● **Exercise directions**:
Copy the result of filtering the entries below for lines that include the string "Python".

● **Data in this exercise**:

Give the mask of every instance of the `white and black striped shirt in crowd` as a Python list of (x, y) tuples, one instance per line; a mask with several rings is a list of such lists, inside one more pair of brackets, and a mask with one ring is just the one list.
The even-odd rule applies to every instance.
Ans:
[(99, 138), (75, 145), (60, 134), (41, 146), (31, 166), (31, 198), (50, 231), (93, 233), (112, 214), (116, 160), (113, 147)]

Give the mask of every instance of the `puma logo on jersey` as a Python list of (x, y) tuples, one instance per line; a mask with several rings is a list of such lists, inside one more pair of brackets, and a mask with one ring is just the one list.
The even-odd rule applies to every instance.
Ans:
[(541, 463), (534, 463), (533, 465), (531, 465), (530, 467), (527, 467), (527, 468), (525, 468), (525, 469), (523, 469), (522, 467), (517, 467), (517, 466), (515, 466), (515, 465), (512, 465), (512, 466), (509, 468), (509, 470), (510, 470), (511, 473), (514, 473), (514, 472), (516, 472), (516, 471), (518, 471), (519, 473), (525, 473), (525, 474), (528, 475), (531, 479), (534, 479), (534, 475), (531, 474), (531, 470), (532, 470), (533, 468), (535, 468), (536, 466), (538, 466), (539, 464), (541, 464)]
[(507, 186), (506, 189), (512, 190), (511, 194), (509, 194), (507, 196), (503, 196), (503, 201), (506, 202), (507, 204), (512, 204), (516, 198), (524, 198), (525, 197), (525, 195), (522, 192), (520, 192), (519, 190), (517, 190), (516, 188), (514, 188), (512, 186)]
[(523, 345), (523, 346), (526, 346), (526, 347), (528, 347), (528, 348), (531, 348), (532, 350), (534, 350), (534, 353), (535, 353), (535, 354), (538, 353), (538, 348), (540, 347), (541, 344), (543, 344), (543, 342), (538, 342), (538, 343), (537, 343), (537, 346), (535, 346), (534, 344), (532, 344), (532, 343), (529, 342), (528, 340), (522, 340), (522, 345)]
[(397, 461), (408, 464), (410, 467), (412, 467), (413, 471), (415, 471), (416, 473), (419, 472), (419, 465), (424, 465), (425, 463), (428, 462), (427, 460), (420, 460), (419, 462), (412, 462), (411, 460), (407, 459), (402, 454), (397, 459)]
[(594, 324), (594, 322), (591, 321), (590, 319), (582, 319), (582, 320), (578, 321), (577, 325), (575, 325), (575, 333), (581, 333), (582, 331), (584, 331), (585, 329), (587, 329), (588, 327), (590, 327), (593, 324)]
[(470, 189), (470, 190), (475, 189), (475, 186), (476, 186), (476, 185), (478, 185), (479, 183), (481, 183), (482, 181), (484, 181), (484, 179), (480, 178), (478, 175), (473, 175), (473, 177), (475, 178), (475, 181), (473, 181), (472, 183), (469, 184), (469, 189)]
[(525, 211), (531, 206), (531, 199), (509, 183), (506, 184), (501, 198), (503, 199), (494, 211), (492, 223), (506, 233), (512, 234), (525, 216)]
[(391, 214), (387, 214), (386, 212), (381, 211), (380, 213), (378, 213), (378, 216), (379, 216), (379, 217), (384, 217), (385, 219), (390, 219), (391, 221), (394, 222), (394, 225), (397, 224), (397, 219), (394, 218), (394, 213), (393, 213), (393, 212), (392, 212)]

● **Written answer**:
Give the mask of every instance of the `white and black striped shirt in crowd` as a Python list of (x, y) tuples, one instance per line; a mask with several rings is a list of such lists, inside one more pair of brackets, and a mask with one ring is just the one list.
Give the mask of every instance of the `puma logo on jersey` as a Python list of (x, y) tuples, one instance per line; a mask with several rings is a list of such lists, inside one more pair of brackets, and a mask with one ring is just the one list.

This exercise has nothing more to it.